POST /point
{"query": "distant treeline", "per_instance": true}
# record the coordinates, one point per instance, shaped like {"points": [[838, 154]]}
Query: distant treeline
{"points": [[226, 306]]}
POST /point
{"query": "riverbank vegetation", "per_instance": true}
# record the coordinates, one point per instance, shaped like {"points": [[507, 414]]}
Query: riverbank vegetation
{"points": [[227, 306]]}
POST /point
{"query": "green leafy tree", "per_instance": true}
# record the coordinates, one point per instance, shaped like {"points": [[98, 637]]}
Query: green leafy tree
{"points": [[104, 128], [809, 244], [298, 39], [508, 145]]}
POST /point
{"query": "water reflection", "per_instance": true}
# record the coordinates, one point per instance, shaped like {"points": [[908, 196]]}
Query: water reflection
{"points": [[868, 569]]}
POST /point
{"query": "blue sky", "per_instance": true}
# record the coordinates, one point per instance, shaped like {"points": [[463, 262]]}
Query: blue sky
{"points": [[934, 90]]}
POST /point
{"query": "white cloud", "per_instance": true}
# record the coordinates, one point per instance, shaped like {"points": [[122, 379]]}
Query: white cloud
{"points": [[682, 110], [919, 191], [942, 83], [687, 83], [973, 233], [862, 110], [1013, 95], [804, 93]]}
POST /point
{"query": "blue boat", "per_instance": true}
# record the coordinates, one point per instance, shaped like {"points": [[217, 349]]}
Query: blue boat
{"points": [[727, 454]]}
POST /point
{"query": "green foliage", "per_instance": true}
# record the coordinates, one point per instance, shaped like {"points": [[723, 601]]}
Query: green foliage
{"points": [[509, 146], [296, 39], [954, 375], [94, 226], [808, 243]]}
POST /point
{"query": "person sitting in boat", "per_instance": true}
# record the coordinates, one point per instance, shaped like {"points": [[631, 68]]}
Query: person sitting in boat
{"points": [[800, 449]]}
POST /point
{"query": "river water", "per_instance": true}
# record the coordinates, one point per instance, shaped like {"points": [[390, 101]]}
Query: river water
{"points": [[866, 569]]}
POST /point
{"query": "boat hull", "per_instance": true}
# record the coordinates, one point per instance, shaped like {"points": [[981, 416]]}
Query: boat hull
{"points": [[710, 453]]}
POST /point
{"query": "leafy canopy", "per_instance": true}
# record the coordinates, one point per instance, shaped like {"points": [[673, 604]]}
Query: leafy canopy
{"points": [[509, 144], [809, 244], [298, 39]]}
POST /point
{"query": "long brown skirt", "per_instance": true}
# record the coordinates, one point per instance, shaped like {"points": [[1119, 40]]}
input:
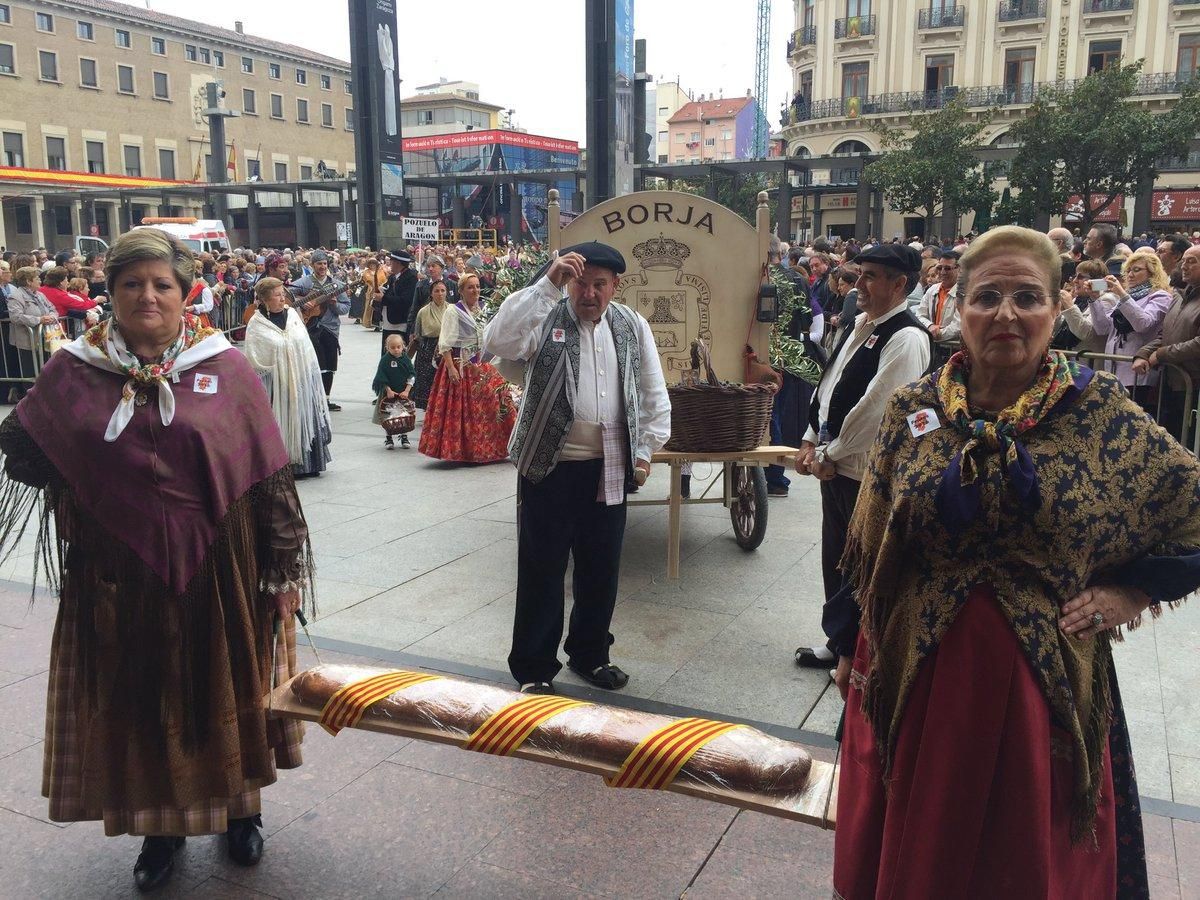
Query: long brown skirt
{"points": [[181, 793]]}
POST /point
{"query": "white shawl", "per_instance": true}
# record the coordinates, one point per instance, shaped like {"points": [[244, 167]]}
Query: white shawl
{"points": [[114, 357], [287, 364]]}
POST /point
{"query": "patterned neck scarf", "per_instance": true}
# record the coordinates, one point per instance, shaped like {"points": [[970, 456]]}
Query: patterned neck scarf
{"points": [[103, 347], [958, 498]]}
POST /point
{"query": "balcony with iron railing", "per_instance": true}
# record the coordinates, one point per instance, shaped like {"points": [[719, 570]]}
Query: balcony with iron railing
{"points": [[1102, 6], [804, 36], [1180, 163], [853, 27], [941, 17], [1021, 10], [845, 175], [1002, 95]]}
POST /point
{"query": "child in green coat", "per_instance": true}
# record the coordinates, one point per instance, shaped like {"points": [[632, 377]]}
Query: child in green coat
{"points": [[394, 378]]}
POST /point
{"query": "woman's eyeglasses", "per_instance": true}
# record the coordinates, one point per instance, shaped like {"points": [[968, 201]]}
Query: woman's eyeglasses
{"points": [[1024, 299]]}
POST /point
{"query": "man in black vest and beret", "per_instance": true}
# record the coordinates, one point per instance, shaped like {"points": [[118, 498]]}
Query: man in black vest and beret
{"points": [[593, 413], [397, 297], [886, 349]]}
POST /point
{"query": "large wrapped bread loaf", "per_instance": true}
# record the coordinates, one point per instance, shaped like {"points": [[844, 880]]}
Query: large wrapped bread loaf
{"points": [[741, 761]]}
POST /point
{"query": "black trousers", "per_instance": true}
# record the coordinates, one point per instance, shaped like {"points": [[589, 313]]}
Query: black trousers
{"points": [[838, 498], [327, 346], [559, 517], [388, 334]]}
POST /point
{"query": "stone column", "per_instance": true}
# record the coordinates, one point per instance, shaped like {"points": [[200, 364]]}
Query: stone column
{"points": [[1141, 207], [252, 209], [784, 210], [301, 217], [39, 220], [863, 210]]}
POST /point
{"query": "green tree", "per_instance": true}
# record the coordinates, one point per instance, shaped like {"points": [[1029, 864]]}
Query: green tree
{"points": [[1090, 141], [933, 165]]}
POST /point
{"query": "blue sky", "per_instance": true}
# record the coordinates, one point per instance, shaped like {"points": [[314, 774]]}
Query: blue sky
{"points": [[529, 55]]}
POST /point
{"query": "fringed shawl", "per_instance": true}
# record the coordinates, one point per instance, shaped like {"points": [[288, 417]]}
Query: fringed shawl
{"points": [[287, 364], [1115, 489], [187, 523]]}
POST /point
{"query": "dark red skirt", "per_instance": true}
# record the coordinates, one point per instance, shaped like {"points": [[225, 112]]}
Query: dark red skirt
{"points": [[468, 420], [979, 798]]}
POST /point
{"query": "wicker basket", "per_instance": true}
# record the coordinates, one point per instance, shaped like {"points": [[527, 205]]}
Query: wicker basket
{"points": [[715, 418], [397, 417]]}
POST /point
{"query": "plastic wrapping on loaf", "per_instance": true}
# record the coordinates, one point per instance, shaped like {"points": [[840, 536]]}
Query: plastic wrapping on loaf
{"points": [[742, 761]]}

* PROBLEM DETAILS
Take the line containing "Query: wicker basket" as the start and the last line of the data as the end, and reproduce that range exactly.

* RESULT BELOW
Query: wicker basket
{"points": [[715, 418], [397, 417]]}
POST /point
{"query": "plastic wrapping on loaf", "per_instance": true}
# record the coordinates, one point per instance, shaped like {"points": [[840, 536]]}
Query: plastic wrapping on loaf
{"points": [[742, 761]]}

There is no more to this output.